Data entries
• • • • •
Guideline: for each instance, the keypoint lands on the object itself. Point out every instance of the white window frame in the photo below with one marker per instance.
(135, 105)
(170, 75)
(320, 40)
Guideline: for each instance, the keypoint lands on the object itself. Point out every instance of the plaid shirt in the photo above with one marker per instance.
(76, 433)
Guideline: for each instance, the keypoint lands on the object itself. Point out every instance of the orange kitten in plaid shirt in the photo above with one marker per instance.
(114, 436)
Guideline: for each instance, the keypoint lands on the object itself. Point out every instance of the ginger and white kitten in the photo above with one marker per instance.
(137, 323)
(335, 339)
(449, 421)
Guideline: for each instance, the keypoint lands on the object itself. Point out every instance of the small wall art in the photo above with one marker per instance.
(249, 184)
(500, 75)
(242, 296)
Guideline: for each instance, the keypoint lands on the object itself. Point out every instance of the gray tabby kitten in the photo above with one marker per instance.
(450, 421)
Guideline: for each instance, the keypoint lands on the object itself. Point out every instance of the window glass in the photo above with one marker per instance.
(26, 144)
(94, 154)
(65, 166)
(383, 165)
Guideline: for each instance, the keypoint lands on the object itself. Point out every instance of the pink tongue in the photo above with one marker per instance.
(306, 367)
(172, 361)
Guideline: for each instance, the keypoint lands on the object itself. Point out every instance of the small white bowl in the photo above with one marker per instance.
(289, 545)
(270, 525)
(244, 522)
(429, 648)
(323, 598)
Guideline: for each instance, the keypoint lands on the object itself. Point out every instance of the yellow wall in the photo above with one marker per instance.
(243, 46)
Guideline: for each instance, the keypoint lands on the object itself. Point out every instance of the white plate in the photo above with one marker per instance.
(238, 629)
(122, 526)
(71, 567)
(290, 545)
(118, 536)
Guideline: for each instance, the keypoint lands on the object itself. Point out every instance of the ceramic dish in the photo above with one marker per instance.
• • • • •
In full and unchanged, repeat the data above.

§ COMPLETED TASK
Guideline: for each instance, the keypoint lands on the object itself. Point out every instance of the white window frame in the photo below with one marker per instance.
(135, 105)
(170, 75)
(320, 40)
Guideline: for each instance, the keypoint lands on the object itself. Point out every instance of the plaid shirt in the photo above with one marker per instance.
(76, 433)
Guideline: for each instance, the keypoint lands on the object itself. Point out every instance of the orange kitten in plaid shirt in the photo above with one marker per instance.
(114, 436)
Guideline: for each instance, the keypoint lands on the object itself. Point out every instance of the ginger and white kitten in the photo above with one marker per instance.
(137, 323)
(335, 339)
(449, 421)
Guideline: for each instance, the keypoint lands on the object itself. Point out every instance of the small wall art in the photo above with one marker per instance.
(249, 184)
(500, 75)
(242, 296)
Guideline: for each instance, the keypoint lands on the object itself. Point out every instance of the gray tabby kitten in the photo above with one marker per instance.
(450, 421)
Guideline: for each instance, the keypoint lands on the object itself. Point out every instance of the window glass in the photo above with one marker per instance.
(26, 144)
(94, 154)
(65, 166)
(383, 165)
Guideline: for each instance, the keypoint lands on the object itself. Point out every instance of the pink tongue in the photo above with one marker per instance.
(306, 367)
(172, 361)
Guideline: for each instance, the keypoint lands on the object itself. Point out every instance of the small white bowl in the photo above with one marker per instance.
(289, 545)
(270, 525)
(244, 522)
(429, 648)
(323, 598)
Guideline: for each instance, the keypoint lands on the object itself. Point out every instance of the yellow wall in the photo above with one marker per instance.
(243, 46)
Guideline: for each instance, the keypoint lands on the object itself. Point out every instance of the white plate in the photo above with one marker per instance.
(238, 629)
(122, 526)
(71, 567)
(290, 545)
(118, 536)
Guideline: for each instance, the keypoint lands on the object itself. Point out every instance of the ceramic dish in the photo above with one marker per instance.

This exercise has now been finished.